Referring expression data
━━━━━━━━
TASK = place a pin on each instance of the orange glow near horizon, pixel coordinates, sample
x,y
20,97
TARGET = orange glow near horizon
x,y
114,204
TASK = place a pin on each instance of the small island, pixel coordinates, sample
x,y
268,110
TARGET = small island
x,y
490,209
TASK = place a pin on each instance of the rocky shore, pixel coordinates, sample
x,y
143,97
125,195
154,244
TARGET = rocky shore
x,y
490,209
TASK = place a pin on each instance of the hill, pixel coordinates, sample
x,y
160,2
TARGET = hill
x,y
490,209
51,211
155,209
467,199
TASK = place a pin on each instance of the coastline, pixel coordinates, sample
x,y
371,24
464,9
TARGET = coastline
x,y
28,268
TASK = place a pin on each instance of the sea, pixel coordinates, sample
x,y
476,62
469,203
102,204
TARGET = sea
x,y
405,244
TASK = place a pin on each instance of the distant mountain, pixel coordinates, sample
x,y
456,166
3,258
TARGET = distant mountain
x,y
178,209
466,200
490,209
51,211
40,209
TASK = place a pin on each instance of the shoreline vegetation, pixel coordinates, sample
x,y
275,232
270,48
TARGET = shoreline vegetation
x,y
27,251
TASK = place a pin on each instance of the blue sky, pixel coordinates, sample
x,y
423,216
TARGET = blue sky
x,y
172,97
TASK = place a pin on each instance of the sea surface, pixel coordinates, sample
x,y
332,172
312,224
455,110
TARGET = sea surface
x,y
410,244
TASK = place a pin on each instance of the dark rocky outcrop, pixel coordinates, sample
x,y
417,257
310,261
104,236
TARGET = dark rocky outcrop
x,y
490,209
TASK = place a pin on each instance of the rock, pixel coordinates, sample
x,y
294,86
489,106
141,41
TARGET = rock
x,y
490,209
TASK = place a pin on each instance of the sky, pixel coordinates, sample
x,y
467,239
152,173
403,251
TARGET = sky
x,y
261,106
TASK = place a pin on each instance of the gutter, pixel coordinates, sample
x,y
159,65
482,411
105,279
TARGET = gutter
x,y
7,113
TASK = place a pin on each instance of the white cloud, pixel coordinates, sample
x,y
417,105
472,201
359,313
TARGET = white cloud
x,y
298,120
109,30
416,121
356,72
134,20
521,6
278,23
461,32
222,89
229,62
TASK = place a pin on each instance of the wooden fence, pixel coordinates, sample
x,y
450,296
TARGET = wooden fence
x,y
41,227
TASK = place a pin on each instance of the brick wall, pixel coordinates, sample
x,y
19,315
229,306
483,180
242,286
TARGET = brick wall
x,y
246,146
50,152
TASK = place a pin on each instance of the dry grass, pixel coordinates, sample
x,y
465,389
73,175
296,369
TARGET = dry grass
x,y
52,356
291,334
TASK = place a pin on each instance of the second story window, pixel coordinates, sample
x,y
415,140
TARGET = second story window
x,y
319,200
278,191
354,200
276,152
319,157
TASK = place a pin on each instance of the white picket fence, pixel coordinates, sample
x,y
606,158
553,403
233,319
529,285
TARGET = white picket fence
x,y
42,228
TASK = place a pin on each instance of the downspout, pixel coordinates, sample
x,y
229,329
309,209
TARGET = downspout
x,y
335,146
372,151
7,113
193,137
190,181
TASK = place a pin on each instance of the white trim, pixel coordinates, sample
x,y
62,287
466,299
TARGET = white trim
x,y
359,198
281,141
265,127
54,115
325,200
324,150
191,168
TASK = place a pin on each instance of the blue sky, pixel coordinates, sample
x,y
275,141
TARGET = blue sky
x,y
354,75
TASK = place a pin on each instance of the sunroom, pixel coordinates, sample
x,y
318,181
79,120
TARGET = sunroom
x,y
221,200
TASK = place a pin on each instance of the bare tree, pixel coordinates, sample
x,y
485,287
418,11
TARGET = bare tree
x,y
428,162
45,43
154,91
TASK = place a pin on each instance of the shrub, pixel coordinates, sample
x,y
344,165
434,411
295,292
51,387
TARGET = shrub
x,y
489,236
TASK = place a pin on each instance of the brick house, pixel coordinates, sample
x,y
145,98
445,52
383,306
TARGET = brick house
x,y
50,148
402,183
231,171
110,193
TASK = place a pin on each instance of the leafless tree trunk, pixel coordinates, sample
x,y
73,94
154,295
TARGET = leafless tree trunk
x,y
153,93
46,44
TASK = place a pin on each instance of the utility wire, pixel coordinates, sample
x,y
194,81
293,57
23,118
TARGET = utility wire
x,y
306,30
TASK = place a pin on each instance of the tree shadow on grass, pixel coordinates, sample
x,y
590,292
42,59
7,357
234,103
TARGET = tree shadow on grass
━━━━━━━━
WHAT NEEDS TO BE DONE: Report how many lines of the entries include the word "shadow", and let the number stand alone.

FINISHED EXERCISE: 2